- **EXPLORE THE MATERIAL**:
• A. Answer these questions from the passage about the airmen's lawsuit, writing each answer on its own line:
(i) In which court did the airmen file their lawsuit?
(ii) Which 1993 law do the airmen claim the mandate violates?
(iii) Which court sustained the preliminary injunction that a group of Navy SEALs won?
• B. Print the part of the passage about the airmen's lawsuit starting with "On Tuesday morning, 36" and going on through "filed to date.".

Top of PASSAGE TO READ

On Tuesday morning, 36 airmen in the active-duty Air Force, the Air Force Reserve, and the Air National Guard filled a lawsuit in the U.S. District Court in Omaha, Nebraska, challenging the legality of President Biden’s COVID-19 vaccine mandate on service members in the Air Force. It is one of the largest lawsuits against the military mandates that has been filed to date.
The airmen have all applied for a religious exemption to the mandate because taking the vaccine violates their sincerely-held religious beliefs. They are seeking a judgment that the mandate violates the Religious Freedom Restoration Act (“RFRA”) of 1993, as well as the Free Exercise Clause of the First Amendment to the U.S. Constitution. They are also seeking an injunction to stop the Air Force from discharging them and others in the Air Force who have requested religious exemptions from the mandate. The airmen are represented by lawyers from the Alliance for Free Citizens (where I am general counsel) and the America First Policy Institute.
The airmen are almost all stationed at Offutt Air Force Base near Omaha, Nebraska, or McConnell Air Force Base in Wichita, Kansas. They add their suit to a few others brought by members of the military. Most notably, a group of Navy SEALs won a preliminary injunction in federal court in Texas that was sustained by the Fifth Circuit of the U.S. Court of Appeals last week.

Bottom of PASSAGE TO READ
Top of DATA FOR ANALYSIS

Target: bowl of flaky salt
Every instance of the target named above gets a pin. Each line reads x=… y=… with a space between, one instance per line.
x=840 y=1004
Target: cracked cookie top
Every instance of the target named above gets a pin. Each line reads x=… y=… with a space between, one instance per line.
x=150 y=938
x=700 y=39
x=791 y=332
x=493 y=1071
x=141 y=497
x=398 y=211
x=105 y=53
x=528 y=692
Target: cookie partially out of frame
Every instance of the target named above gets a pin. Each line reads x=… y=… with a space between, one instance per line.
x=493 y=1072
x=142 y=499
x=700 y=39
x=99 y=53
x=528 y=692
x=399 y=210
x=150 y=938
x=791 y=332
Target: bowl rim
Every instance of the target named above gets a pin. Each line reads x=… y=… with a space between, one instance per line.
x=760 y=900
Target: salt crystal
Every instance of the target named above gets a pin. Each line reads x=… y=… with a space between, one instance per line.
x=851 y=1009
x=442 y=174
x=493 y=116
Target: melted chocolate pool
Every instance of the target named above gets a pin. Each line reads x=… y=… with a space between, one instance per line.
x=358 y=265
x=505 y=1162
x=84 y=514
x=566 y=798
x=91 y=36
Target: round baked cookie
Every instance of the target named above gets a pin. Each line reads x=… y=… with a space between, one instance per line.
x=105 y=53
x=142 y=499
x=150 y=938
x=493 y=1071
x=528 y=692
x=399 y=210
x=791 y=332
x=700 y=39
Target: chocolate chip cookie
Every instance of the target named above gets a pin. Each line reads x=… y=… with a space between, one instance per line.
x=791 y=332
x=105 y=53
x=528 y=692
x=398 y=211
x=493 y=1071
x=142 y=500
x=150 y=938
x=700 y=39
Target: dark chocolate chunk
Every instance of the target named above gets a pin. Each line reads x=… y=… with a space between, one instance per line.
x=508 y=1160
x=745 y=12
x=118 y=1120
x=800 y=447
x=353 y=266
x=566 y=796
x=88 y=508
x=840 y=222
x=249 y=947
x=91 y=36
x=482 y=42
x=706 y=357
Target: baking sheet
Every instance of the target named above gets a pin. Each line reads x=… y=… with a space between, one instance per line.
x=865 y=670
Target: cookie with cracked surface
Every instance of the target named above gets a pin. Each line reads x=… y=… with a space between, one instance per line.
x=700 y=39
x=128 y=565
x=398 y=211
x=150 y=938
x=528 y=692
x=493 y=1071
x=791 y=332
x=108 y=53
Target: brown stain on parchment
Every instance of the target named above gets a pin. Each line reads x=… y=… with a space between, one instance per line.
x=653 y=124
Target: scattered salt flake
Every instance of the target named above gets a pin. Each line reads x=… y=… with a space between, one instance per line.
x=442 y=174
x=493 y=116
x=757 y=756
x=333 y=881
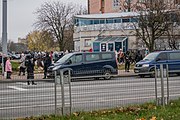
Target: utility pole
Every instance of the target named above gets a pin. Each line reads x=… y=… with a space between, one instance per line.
x=4 y=32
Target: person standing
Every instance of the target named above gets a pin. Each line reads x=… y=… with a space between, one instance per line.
x=127 y=61
x=121 y=56
x=30 y=68
x=8 y=68
x=22 y=64
x=47 y=63
x=138 y=56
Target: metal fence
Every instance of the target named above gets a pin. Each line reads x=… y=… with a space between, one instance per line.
x=68 y=93
x=17 y=99
x=87 y=93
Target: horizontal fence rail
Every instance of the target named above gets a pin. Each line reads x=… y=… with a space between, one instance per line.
x=67 y=91
x=18 y=99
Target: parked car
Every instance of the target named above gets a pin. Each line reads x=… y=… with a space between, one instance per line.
x=13 y=56
x=86 y=64
x=171 y=58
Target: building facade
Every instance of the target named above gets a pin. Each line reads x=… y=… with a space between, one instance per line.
x=111 y=6
x=105 y=32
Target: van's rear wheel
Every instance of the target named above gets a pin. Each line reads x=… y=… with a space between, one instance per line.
x=107 y=75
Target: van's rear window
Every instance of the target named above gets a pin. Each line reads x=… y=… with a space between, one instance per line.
x=92 y=57
x=106 y=56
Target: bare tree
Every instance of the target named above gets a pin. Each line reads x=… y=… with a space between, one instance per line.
x=173 y=32
x=153 y=22
x=57 y=18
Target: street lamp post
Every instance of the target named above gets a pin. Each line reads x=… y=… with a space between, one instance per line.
x=4 y=32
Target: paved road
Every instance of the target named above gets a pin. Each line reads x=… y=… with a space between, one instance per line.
x=17 y=99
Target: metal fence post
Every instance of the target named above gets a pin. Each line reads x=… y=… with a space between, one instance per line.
x=167 y=75
x=62 y=91
x=55 y=91
x=162 y=85
x=156 y=84
x=69 y=80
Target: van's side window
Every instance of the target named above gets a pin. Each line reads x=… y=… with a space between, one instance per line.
x=76 y=59
x=162 y=56
x=92 y=57
x=106 y=56
x=174 y=56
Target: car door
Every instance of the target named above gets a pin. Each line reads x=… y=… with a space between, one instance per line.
x=92 y=63
x=75 y=63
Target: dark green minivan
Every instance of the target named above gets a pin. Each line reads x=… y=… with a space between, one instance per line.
x=87 y=64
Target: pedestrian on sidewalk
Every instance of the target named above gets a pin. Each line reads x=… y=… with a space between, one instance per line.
x=22 y=64
x=30 y=62
x=47 y=62
x=127 y=61
x=8 y=68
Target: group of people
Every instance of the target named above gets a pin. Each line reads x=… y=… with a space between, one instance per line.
x=27 y=63
x=127 y=58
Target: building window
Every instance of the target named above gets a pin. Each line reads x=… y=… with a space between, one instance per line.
x=116 y=3
x=177 y=1
x=87 y=43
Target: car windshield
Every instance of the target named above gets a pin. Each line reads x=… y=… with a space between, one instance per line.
x=64 y=58
x=151 y=56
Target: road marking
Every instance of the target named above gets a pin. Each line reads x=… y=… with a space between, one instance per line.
x=17 y=88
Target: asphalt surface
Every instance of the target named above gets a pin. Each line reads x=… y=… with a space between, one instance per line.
x=17 y=99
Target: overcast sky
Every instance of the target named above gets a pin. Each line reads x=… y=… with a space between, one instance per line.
x=21 y=16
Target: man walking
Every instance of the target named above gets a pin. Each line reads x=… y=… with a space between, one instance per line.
x=47 y=63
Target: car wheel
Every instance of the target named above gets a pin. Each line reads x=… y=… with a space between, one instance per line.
x=107 y=74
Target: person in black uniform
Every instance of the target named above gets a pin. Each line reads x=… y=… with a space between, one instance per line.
x=47 y=62
x=30 y=68
x=127 y=61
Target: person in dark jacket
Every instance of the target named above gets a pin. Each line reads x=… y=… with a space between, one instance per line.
x=138 y=56
x=127 y=61
x=47 y=62
x=30 y=68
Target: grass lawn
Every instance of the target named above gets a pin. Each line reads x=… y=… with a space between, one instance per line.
x=139 y=112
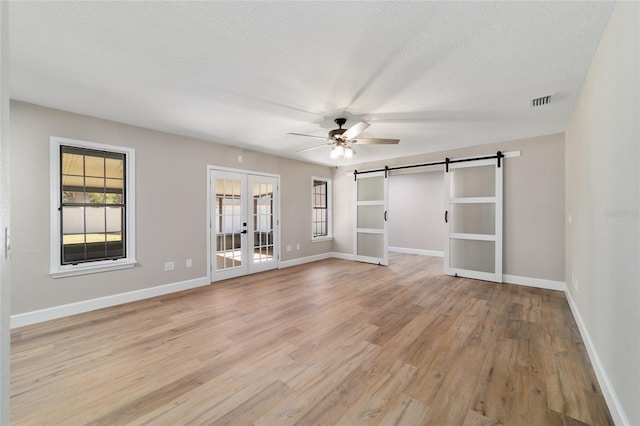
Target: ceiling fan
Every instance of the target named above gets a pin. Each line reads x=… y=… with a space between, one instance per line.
x=342 y=140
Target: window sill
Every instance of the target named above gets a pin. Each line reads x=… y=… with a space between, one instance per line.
x=318 y=239
x=94 y=267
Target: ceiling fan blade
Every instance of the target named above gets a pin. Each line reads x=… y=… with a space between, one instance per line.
x=355 y=130
x=309 y=136
x=375 y=141
x=313 y=147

Bottom of DATA FOR ANALYSIS

- **RESULTS**:
• A.
(i) The U.S. District Court in Omaha, Nebraska
(ii) The Religious Freedom Restoration Act ("RFRA")
(iii) The Fifth Circuit of the U.S. Court of Appeals

• B.
On Tuesday morning, 36 airmen in the active-duty Air Force, the Air Force Reserve, and the Air National Guard filled a lawsuit in the U.S. District Court in Omaha, Nebraska, challenging the legality of President Biden’s COVID-19 vaccine mandate on service members in the Air Force. It is one of the largest lawsuits against the military mandates that has been filed to date.